*Directives:*
1 - Translate this sentence from the glacier passage into Spanish: "That’s thirty years of glacial shrinking, I whispered to myself while blankly staring at the bowl of Cheerios."
2 - Write what comes next in the glacier passage, picking up after its final sentence about droughts and the jet streams.

*Quoted passage:*
— start —
I know, I know, the Viscount was only referring to above-water temperatures, or was he? Therefore, as follows, traveling above water.
The following morning I ignored breakfast as my bowl of yogurt reminded me of the grave problem of glaciers melting around the world. Withal, this did not compute based upon the upcoming milquetoast AR5 report, unless glaciers melt very, very easily.
To that point, a World Bank report claims that one-half of the glaciers in the Andes have disappeared, threatening the water resource for millions in South America. And, the great Columbia Glacier in Alaska has retreated 13 miles up the fjord over the past 30 years, and its current rate of melt, as of 2012, is eight (8) times faster than it was 30 years ago. For a lot of people, this is a major signal that the climate is out of whack… really, really out of whack.
Pushing aside my bowl of Cheerios, I stared off into empty space, wondering: What’s up with all of these glaciers melting? And, what does it take for the IPCC to report some alarm about climatic conditions, assuming Viscount Ridley is correct about the moderation the IPCC report will delineate, and being that he is a Viscount, one cannot imagine he would have it wrong. You can count on that.
I felt a compelling desire to ask the Viscount the question: How do you account for the melting of the glaciers and the tremendous loss of Arctic sea ice and 97% of Greenland’s surface turning to slush for the first time, but his phone number is not published.
While pondering the best way to connect with the Viscount, I remembered another question for him about an article in Nature magazine, July 2012, which interviewed Yao Tandong, a glaciologist at the Chinese Academy of Sciences Institute of Tibetan Research/Beijing. Yao Tandong, in reference to the Tibetan plateau, was quoted, as follows: “The majority of the glaciers have been shrinking rapidly across the studied area in the past 30 years.”
That’s thirty years of glacial shrinking, I whispered to myself while blankly staring at the bowl of Cheerios.
And, I recalled another Chinese scientist, Cheng Haining, who is Senior Engineer at Qinghai Province’s Surveying and Mapping Bureau, quoted as saying 70% of the glaciers at the headwaters of the Lancang River (the “Danube of the East”) are gone.
This, then, shifted my focus to: Two billion people dependent upon the Tibetan plateau glaciers; i.e., the Third Pole, as a water resource for commercial rivers, for drinking water, and for crop irrigation… but the glaciers are melting. How could all of this melting be happening in the face of the relatively positive upcoming AR5? This state of confusion overwhelmed me so much that, once again, I could not sleep.
The next day, following another rough sleepless night, and after watching a TV program about the Sahara Desert, my thoughts drifted off to the extraordinary numbers of worldwide droughts caused by the warming Arctic’s interference with the jet streams over the Northern Hemisphere, which causes weather patterns to prolong, like I read about in scientific articles.
— end —
*Rows:*
— start —
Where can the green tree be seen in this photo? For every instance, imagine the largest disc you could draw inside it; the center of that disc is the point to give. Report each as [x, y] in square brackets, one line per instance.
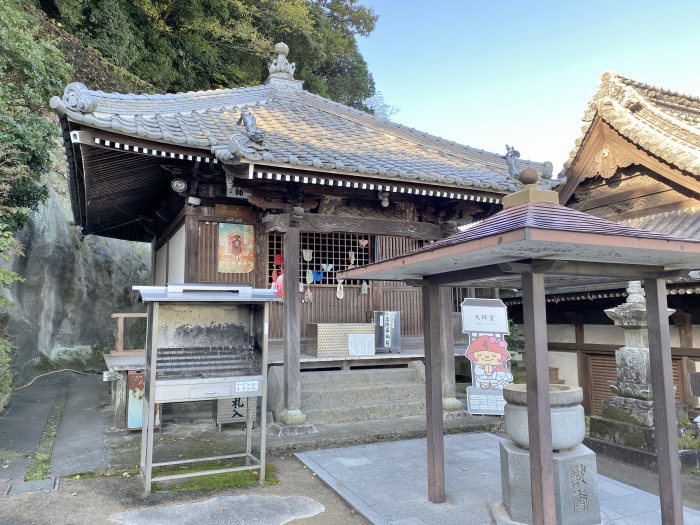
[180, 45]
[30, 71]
— end —
— start —
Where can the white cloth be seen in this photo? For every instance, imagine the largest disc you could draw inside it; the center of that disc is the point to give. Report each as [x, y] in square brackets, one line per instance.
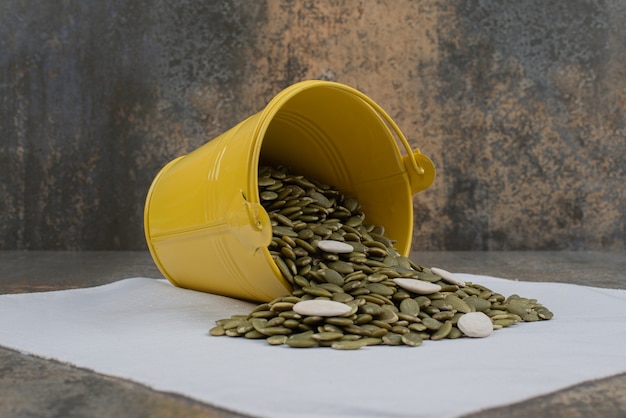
— end —
*Final answers:*
1 - Son treinta años de retroceso de los glaciares, susurré para mis adentros mientras contemplaba sin expresión el tazón de Cheerios.

2 -
The reality of these extraordinary droughts is so convincing… Russia shocked the world by announcing a ban on exports of grain in 2010 when the jet streams over Russia and surrounding areas were locked with the trough of the wave over Pakistan, and the crest over Russia. The jet stream did not budge for 35 days (just like science predicts.) The trough was low pressure with lots of rain, and as a result, Pakistan flooded, beyond one month. At the time, worldwide television networks sent broadcasts of groups of Pakistanis huddled together on small landmasses surrounded by water. Simultaneously, Moscow was under a high-pressure ridge, experiencing a powerful 35-day heat wave. An estimated 50,000 Russians, over and above the normal mortality rate, died (not mentioned on TV), and the country lost 40% of its wheat crop.
These climatic occurrences seem to get more outrageous over time. For example, in China, according to China’s State Forestry Administration, 25% of the country suffers from desertification. The country has had four years of droughts and water shortages affecting the lives of 400 million people, according to Li Xia. (( “Drought in China Turns Vast Tracts of Land to Desert”, Epoch Times, March 19, 2013.)) The desertification problem in China is the most severe in the world.
But, how does this square with the upcoming IPCC report, which, according to Viscount Ridley, discusses a moderation in climate change?
Come on now – isn’t there somebody out there who can explain all of the melting ice?
Anyhow, and refreshingly, as I recall, Viscount Ridley implied the world is about to commence a Disneyland type environment for generations to come.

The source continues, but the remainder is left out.